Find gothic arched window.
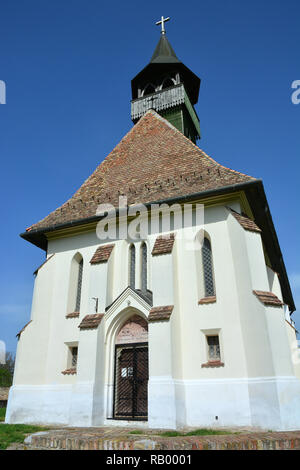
[202,237,216,297]
[67,253,83,313]
[141,242,148,292]
[75,258,83,312]
[129,245,135,289]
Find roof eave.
[20,179,296,313]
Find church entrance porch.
[112,313,149,421]
[113,343,148,421]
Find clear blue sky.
[0,0,300,351]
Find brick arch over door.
[115,315,148,344]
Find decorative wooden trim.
[66,312,80,318]
[90,244,115,264]
[253,290,284,307]
[148,305,174,322]
[152,233,175,256]
[61,367,77,375]
[78,313,104,330]
[198,295,217,305]
[201,361,225,368]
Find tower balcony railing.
[131,83,200,134]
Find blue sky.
[0,0,300,351]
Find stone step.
[24,429,300,451]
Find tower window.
[143,83,155,96]
[206,336,221,361]
[161,77,174,90]
[202,237,216,297]
[141,243,147,292]
[129,245,135,289]
[71,346,78,368]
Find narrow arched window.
[129,245,135,289]
[202,237,216,297]
[141,243,148,292]
[161,77,174,90]
[67,253,83,314]
[75,258,83,312]
[143,83,155,96]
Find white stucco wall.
[6,201,300,429]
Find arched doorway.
[113,315,149,420]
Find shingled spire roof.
[150,34,180,64]
[27,110,255,232]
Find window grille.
[75,259,83,312]
[129,245,135,289]
[202,238,215,297]
[207,336,221,361]
[141,243,147,292]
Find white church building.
[6,23,300,430]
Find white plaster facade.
[6,200,300,430]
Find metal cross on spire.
[156,16,170,34]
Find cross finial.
[156,16,170,34]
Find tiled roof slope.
[27,110,255,231]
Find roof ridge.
[146,109,257,180]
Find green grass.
[0,424,46,450]
[0,408,6,423]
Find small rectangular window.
[206,336,221,361]
[71,346,78,369]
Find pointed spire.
[150,34,180,64]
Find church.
[6,17,300,430]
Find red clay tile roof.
[253,290,283,307]
[227,207,261,233]
[28,110,256,232]
[78,313,104,330]
[152,233,175,256]
[148,305,174,322]
[90,245,115,264]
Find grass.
[129,428,239,437]
[0,424,47,450]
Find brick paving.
[12,427,300,450]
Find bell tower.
[131,16,201,143]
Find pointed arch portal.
[113,315,149,420]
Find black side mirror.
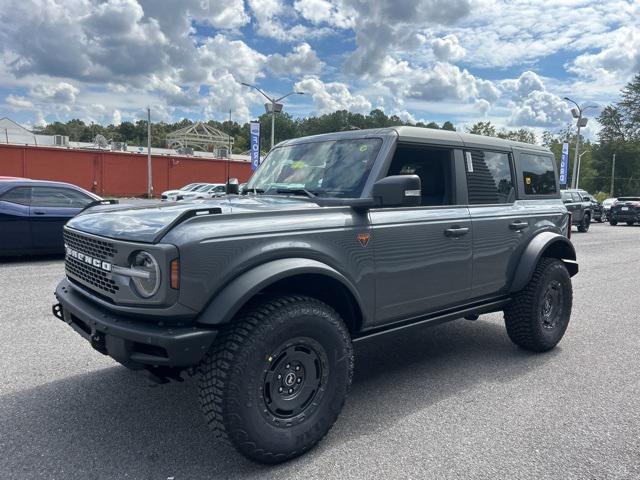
[373,175,422,207]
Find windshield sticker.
[291,160,307,170]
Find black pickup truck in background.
[609,197,640,226]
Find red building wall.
[0,145,251,197]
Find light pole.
[147,108,153,198]
[564,97,596,188]
[242,82,304,148]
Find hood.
[67,195,320,243]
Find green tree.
[467,122,498,137]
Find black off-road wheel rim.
[261,337,329,426]
[540,280,564,332]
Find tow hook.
[91,330,107,355]
[51,303,64,321]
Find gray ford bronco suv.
[53,127,578,463]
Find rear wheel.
[200,296,353,463]
[578,214,591,233]
[504,258,573,352]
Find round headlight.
[131,251,160,298]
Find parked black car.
[561,189,593,232]
[609,197,640,226]
[0,178,102,256]
[578,190,605,223]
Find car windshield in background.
[244,138,382,198]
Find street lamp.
[242,82,304,148]
[564,97,596,188]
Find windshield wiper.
[242,187,264,195]
[276,188,317,198]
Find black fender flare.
[197,258,365,325]
[510,232,578,293]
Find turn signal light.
[170,258,180,290]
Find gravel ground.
[0,225,640,480]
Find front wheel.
[504,258,573,352]
[200,295,353,463]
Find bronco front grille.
[65,257,120,294]
[64,230,118,260]
[64,230,120,295]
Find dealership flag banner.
[560,142,569,187]
[249,122,260,171]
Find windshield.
[245,138,382,198]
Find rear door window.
[31,187,93,208]
[0,187,31,205]
[465,150,516,205]
[520,153,558,195]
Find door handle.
[444,227,469,237]
[509,221,529,231]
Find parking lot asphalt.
[0,225,640,480]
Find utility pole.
[147,107,153,198]
[242,82,304,148]
[564,97,596,188]
[227,109,231,185]
[609,153,616,198]
[576,154,588,188]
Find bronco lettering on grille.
[64,245,111,272]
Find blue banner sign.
[560,142,569,187]
[249,122,260,171]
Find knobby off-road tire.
[578,215,591,233]
[199,295,353,463]
[504,258,573,352]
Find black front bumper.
[53,279,218,367]
[609,210,640,222]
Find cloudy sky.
[0,0,640,134]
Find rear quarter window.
[520,153,558,195]
[0,187,31,205]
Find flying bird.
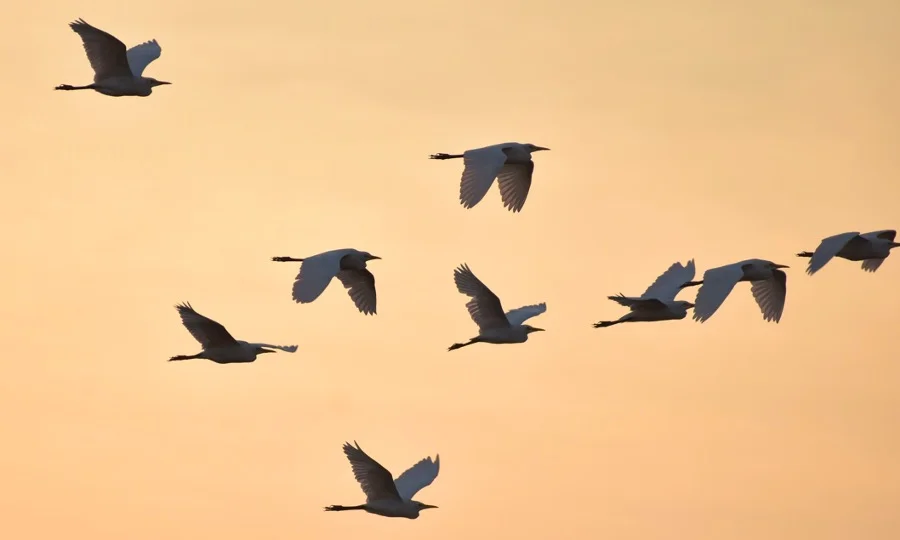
[169,303,297,364]
[272,248,381,315]
[56,19,172,97]
[430,142,550,212]
[447,264,547,351]
[594,259,695,328]
[682,259,789,323]
[797,230,900,275]
[325,441,441,519]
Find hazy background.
[0,0,900,540]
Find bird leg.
[325,504,366,512]
[54,84,94,90]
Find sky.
[0,0,900,540]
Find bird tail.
[325,504,366,512]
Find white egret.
[431,142,550,212]
[594,259,696,328]
[683,259,790,323]
[169,303,297,364]
[325,441,441,519]
[272,248,381,315]
[447,264,547,351]
[56,19,172,97]
[797,230,900,275]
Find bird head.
[523,143,550,153]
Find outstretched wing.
[641,259,696,302]
[693,262,744,323]
[69,19,131,82]
[344,441,401,502]
[394,455,441,501]
[748,270,787,323]
[806,231,862,275]
[453,264,509,331]
[506,302,547,326]
[459,145,510,208]
[293,249,352,304]
[125,39,162,77]
[175,302,236,349]
[337,268,375,315]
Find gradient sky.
[0,0,900,540]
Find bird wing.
[293,249,353,304]
[394,455,441,501]
[175,302,237,349]
[640,259,696,305]
[693,263,744,322]
[69,19,132,82]
[459,146,506,208]
[506,302,547,326]
[344,441,401,502]
[337,268,375,315]
[748,270,787,322]
[806,231,859,275]
[489,161,534,212]
[247,343,297,352]
[125,39,162,77]
[453,264,509,331]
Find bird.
[797,230,900,275]
[594,259,695,328]
[430,142,550,213]
[325,441,441,519]
[447,264,547,351]
[682,259,790,323]
[55,19,172,97]
[272,248,381,315]
[169,303,297,364]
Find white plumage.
[448,264,547,351]
[169,303,297,364]
[325,441,441,519]
[594,259,695,328]
[431,142,549,212]
[272,248,381,315]
[797,230,900,275]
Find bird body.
[797,230,900,275]
[272,248,381,315]
[683,259,788,323]
[594,259,696,328]
[325,441,441,519]
[169,303,297,364]
[431,142,549,212]
[56,19,172,97]
[447,264,547,351]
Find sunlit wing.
[394,455,441,501]
[453,264,509,331]
[641,259,696,302]
[125,39,162,77]
[344,441,400,502]
[806,231,862,275]
[506,302,547,326]
[748,270,787,323]
[175,302,236,349]
[693,263,744,322]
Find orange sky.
[0,0,900,540]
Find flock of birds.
[56,19,900,519]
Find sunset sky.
[0,0,900,540]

=====

◆ Problem to solve
Pull out each line of the records above that contains the word "windshield", and copy those lines.

◆ Response
Find windshield sticker.
Find car windshield in background.
Find windshield wiper.
Find windshield.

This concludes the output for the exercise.